Télérelève des données énergétiques : quels choix pour les collectivités ?

Plus que jamais, les collectivités sont aujourd’hui confrontées à la nécessité de maîtriser leurs dépenses et à l’urgence de s’engager dans la transition énergétique. Sachant que le bâtiment représente à lui seul 44 % des consommations d’énergie en France, elles ont pleinement conscience que leur patrimoine immobilier constitue le premier levier d’actions face à ces exigences économiques et écologiques. Avant cela, elles doivent connaître et suivre les consommations de leurs bâtiments. Quels outils ont-elles à leur disposition pour effectuer la relève des données énergétiques rapidement et efficacement ? Quels sont les plus performants ? Eléments de réponse avec Jean-Christophe Bourgeois, directeur Innovation et Internet des objets chez Vertuoz.

 

Comment les collectivités suivent-elles aujourd’hui les consommations énergétiques de leur patrimoine immobilier ?

Jean-Christophe Bourgeois – La très grande majorité des collectivités territoriales utilisent simplement les factures de leurs fournisseurs d’énergie et de fluides – électricité, gaz, eau, fuel, bois… – comme sources principales de données des consommations de leurs bâtiments. Ces données relevées sur les factures servent de base pour réaliser des suivis annuels sur des tableurs de calculs Excel. Les collectivités qui veulent une analyse plus poussée vont utiliser une plateforme web de suivi plus sophistiquée, qui leur apporte une vision globale et fiable de leur patrimoine immobilier et de leurs consommations.

Mais le suivi à partir des factures reste peu précis et chronophage : les données sont reportées à la main – avec des risques d’erreurs – et sont disponibles à intervalles mensuels, ce qui n’est pas suffisant pour une analyse fine et efficace des consommations. Pour augmenter la fréquence des relèves de données de consommations, certaines collectivités réalisent un sourcing auprès de leurs distributeurs de fluides. Ceux-ci fournissent des relèves de données quotidiennes, effectuées à partir d’interfaces de programmation (NDLR : les API – Application Programming Interface). C’est un début d’automatisation de la collecte de données, mais finalement très peu de collectivités l’exploitent, notamment parce que seuls les compteurs généraux des distributeurs d’énergie sont susceptibles de fournir des données, pas les sous-compteurs qui se situent pourtant quant à eux au plus près des usages.

 

Risque d’erreur, perte de temps, manque de précision… des relèves sur les factures. Quelles sont les solutions plus performantes ?

▶ _INFORMATIONS FOURNIES_:
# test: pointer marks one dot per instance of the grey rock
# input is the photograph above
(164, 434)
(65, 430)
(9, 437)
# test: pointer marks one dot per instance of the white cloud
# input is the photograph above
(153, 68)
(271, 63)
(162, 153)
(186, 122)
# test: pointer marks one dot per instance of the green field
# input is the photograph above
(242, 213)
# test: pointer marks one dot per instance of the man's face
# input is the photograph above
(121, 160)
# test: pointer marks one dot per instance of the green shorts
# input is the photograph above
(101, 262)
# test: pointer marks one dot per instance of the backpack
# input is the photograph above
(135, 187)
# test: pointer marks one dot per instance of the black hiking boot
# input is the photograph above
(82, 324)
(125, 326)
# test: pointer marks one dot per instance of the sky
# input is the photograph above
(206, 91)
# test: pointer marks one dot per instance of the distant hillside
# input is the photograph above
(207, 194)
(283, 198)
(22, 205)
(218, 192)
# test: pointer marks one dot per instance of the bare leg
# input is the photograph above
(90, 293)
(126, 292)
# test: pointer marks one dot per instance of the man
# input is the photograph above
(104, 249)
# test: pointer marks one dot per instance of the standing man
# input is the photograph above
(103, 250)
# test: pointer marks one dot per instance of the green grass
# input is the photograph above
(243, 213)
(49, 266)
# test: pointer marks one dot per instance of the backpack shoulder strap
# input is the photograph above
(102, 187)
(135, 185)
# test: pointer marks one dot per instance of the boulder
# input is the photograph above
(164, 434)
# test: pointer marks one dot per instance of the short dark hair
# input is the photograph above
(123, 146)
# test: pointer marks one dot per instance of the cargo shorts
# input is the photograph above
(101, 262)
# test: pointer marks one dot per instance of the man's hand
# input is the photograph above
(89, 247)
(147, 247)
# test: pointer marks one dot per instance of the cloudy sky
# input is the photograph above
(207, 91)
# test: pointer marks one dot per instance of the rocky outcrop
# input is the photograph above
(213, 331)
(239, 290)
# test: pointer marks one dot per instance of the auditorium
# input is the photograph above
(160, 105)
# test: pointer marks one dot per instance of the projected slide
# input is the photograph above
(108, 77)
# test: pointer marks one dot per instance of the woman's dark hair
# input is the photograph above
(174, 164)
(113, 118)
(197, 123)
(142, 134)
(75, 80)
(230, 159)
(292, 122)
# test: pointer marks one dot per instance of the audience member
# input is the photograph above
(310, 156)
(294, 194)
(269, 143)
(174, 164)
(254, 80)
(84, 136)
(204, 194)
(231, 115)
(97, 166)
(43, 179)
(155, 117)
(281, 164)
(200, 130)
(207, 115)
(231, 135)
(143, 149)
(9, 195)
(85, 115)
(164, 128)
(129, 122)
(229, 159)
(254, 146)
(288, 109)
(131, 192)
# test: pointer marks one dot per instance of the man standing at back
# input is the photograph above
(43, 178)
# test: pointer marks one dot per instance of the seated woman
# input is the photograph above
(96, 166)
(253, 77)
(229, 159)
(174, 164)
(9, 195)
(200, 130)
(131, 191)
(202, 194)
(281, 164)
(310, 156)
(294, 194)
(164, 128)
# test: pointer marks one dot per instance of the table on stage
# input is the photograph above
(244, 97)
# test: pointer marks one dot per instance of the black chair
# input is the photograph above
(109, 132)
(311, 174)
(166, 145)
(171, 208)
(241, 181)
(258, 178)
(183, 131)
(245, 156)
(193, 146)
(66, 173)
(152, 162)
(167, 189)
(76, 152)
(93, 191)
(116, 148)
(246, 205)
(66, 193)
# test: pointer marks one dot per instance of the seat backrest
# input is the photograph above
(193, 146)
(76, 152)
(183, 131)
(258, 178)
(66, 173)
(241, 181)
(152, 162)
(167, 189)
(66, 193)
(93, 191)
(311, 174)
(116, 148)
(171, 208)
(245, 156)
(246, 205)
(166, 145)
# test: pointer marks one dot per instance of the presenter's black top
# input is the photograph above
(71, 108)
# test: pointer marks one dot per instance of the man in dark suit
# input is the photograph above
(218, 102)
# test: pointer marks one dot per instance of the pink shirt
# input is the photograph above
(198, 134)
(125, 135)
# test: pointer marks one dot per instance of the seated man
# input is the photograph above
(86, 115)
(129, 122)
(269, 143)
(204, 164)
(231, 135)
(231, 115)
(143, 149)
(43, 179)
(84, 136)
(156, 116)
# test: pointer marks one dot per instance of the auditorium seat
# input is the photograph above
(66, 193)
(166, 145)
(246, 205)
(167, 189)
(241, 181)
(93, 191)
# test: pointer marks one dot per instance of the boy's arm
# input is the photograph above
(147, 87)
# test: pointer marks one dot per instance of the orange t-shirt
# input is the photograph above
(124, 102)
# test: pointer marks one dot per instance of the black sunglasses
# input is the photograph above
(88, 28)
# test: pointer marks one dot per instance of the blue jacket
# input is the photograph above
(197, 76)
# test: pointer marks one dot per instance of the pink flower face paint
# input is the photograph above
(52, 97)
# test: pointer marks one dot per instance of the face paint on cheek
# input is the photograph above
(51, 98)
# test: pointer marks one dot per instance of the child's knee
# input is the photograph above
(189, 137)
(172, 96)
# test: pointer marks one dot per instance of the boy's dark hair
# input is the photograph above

▶ _DÉFI 1_: D'après le texte sur la télérelève des données énergétiques, quelle part des consommations d'énergie en France le bâtiment représente-t-il à lui seul ?
▶ _DÉFI 2_: Reprenez la rédaction du texte sur la télérelève des données énergétiques à la suite de sa dernière phrase.
Ces enregistrements proviennent d'une source distincte du texte.

▶ _RÉSULTAT FINAL 1_: Le bâtiment représente à lui seul 44 % des consommations d'énergie en France.

▶ _RÉSULTAT FINAL 2_:
Jean-Christophe Bourgeois – Les technologies de télérelève ont déjà fait leurs preuves en terme d’efficacité. Concrètement, les collectivités installent des instruments connectés sur chaque compteur. Ces infrastructures réalisent des relevés de données fiables et précises, à la maille horaire ou de la minute, de manière automatique, sans perdre de temps et sans risque d’erreur. Elles apportent une vraie valeur ajoutée aux collectivités, en matière d’analyse, de visualisation des consommations d’énergie et de détection des gaspillages. Ce sont de véritables aides au choix pour réaliser des économies.

Cette télérelève permet en outre de faire des économies sans investissement complémentaire, en mesurant le talon de consommation (qui correspond au fonctionnement d’un bâtiment hors occupation, la nuit, durant les congés ou les week-ends…). L’allure de ce talon indique si des équipements, comme l’éclairage, le chauffage, ou la climatisation, restent en marche alors qu’ils ne devraient pas. Sa mesure est donc indispensable aux collectivités pour identifier très simplement des pistes d’économies d’énergie, sans nécessiter des travaux de rénovation et en conservant les mêmes niveaux de confort pour les usagers des bâtiments.

 

Considérant ces avantages, pourquoi les collectivités n’ont-elles pas toutes opté pour un système de télérelève automatique ?

Jean-Christophe Bourgeois – Les technologies de télérelève sont en effet très performantes, et les collectivités en ont pleinement conscience. Mais ces technologies ont aussi un coût, que certaines hésitent à prendre en charge dans un contexte de maîtrise des budgets publics. Pour satisfaire les collectivités en demande de solutions alternatives, nous avons décidé de proposer une solution de relève de données  » low cost « , sans doute un peu moins performante que la précédente mais qui peut s’avérer tout à fait suffisante. Nous avons mis en place un système de télérelève manuelle automatisée. J’explique : des équipes techniques sont présentes au quotidien dans les bâtiments publics, pour la maintenance notamment. Le principe de cette nouvelle solution consiste à confier à ces techniciens la relève, en scannant à partir de leur smartphone les compteurs équipés d’une puce NFC ou un QR Code. En un clic, les données sont recueillies et transmises à un système d’information énergétique central. Aucun risque d’erreur humaine ou de perte de données !

Le système d’information compare automatiquement chaque nouvelle donnée à l’historique de data enregistrées, et alerte le technicien en cas de doute. Ces données récupérées sur le terrain sont ensuite traitées, analysées et restituées sur des tableaux de bord, sur le même modèle que le système de télérelève automatique. Généralement, les élus attendent que les économies soient affichées en tonnes de gaz à effet de serre épargnées, pour savoir si leur collectivité est en conformité avec ses objectifs d’impact CO2. Mais plus souvent encore, les politiques veulent des chiffres en euros. C’est direct, concret et clair, pour être en mesure de réaffecter les économies réalisées dans un nouvel investissement, des jeux d’enfants dans une école maternelle par exemple, utile à la collectivité et visible par tous les citoyens.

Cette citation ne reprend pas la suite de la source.